Reading text:
-- -- --

Women's Cross Country: Leaders of the Pack

6/21/1999 12:00:00 AM | Women's Cross Country

Oct. 20, 1998

By Jay Reddick

For at least a year, the members of the women's cross country team have looked forward to this season.

The program has traditionally worked in cycles - when one group of athletes grows to maturity, the team is at its finest, then that group leaves and another begins the building process again. For Francie Goodridge, in her 15th year at Wake Forest, that's a proven fact. Her athletes have bought into the idea readily, and to prove it, all they have had to do is look at the roster.

The Deacon seniors, like Becky Pollock and Amy Wallace, were being recruited when the last cycle reached its apex with a 12th place finish at the NCAAs in 1994. They have watched and competed as more and more stellar athletes came into the program.

And it all built to the 1998 season.

The Deacs won their first four meets of this year, led by record-setting junior Janelle Kraus, who has won all four of her starts as well.

Sure, it was time for Wake Forest to shine, but it's not like these championships have been given to them. Goodridge and the athletes give credit to their training, both this summer and in-season, for making them ready for the greatness to come.

"It is a mature group, and we've really learned what they can do," Goodridge said. "We've been able to add some things to training. This is the first team I've ever had that can train at least 60 miles a week across the board, and that's significant, because to run 5,000 meters really well you have to do that. This team is wearing out its shoes a lot quicker than we ever have. That makes a difference."

This team actually found glory a year earlier than Goodridge expected, finishing 17th at the NCAAs last fall.

"To finish in the top 20 in the NCAA was a pleasure and something we hadn't expected, and it made this team very hungry for this year," Goodridge said.

The No. 1 attribute that any cross country team needs to be truly successful is togetherness. The team must learn to run in a pack, as close together as possible, in order to fend off competitors. And the best teams usually run in a pack off the course as well, in practice, on road trips and socially.

With few exceptions, most of the Deacons went their separate ways this summer. But they each left with two things: a training program from Goodridge and the type of determination that breeds success. Even while apart, they were together.

"It's really exciting," said Emily Selvidio, a sophomore who has emerged as the Deacs' No. 2 runner. "Last year, we got back into the national scene again, and everyone was excited at the end because we were all coming back. Everyone came back in really good shape. And we expected to do well, but I don't think we expected to do as well as we have."

"I ran by myself all the time, but it was definitely always in the back of my mind that we were going to have a good team this year, and it will pay off in the end."

-- -- --

Things to do:
#1 Please copy the cross country article word for word, starting at the words "For at least" and ending after the words "at the roster.".
#2 In the cross country article, why does Goodridge consider it significant that this team can train at least 60 miles a week?

-- -- --

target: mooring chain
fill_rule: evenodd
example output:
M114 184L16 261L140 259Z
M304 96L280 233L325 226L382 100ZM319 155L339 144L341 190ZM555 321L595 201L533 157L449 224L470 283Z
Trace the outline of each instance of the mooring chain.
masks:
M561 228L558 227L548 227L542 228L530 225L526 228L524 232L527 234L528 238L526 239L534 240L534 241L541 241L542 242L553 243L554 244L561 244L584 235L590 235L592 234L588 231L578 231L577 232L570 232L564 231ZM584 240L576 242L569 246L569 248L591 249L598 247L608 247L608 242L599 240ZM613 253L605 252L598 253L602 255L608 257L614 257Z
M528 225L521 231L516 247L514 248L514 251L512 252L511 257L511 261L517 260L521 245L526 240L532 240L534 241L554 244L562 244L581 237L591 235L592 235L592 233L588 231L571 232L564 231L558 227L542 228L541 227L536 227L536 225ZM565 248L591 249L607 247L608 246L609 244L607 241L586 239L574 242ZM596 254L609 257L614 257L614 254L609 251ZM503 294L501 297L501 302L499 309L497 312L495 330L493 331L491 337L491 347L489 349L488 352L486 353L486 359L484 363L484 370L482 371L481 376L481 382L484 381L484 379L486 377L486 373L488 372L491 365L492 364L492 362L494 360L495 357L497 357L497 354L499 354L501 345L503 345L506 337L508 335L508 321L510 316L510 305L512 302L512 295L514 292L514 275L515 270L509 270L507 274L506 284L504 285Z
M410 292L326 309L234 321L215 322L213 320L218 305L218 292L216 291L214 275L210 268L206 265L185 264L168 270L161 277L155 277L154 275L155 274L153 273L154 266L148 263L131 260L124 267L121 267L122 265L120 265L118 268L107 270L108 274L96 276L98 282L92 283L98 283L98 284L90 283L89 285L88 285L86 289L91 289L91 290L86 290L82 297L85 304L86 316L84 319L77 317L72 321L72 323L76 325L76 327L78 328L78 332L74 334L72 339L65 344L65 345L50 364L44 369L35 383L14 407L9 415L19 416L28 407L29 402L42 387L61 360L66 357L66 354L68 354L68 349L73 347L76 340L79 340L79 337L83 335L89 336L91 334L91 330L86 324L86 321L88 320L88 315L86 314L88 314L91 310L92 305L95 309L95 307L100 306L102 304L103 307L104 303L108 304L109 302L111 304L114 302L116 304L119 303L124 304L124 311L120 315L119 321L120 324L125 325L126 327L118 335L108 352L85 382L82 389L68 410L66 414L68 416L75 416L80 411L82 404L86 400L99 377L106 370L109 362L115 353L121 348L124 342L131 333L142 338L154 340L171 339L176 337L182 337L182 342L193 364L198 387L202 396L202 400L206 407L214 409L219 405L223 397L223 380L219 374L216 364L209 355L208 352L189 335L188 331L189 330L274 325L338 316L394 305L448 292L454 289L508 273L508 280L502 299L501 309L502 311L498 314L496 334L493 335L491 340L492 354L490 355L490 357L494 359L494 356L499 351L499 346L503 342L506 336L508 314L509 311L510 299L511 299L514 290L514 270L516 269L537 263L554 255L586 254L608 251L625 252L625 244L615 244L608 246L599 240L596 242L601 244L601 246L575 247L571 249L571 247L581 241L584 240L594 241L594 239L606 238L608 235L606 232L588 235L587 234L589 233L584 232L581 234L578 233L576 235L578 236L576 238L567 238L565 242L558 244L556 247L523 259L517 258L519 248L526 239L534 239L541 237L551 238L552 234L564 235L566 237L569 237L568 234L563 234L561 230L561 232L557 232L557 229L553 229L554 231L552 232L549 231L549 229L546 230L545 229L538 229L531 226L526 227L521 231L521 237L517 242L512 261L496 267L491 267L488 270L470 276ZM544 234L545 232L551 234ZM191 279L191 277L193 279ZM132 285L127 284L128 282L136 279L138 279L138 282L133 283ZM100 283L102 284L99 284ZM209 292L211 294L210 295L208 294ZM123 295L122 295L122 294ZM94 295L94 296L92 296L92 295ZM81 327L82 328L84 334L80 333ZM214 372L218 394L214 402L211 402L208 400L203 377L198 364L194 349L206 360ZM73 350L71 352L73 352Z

-- -- --

Answers to the exercises:
#1
For at least a year, the members of the women's cross country team have looked forward to this season.

The program has traditionally worked in cycles - when one group of athletes grows to maturity, the team is at its finest, then that group leaves and another begins the building process again. For Francie Goodridge, in her 15th year at Wake Forest, that's a proven fact. Her athletes have bought into the idea readily, and to prove it, all they have had to do is look at the roster.

#2 Goodridge says running 5,000 meters really well requires that much training. This is the first team she has had that can do it across the board.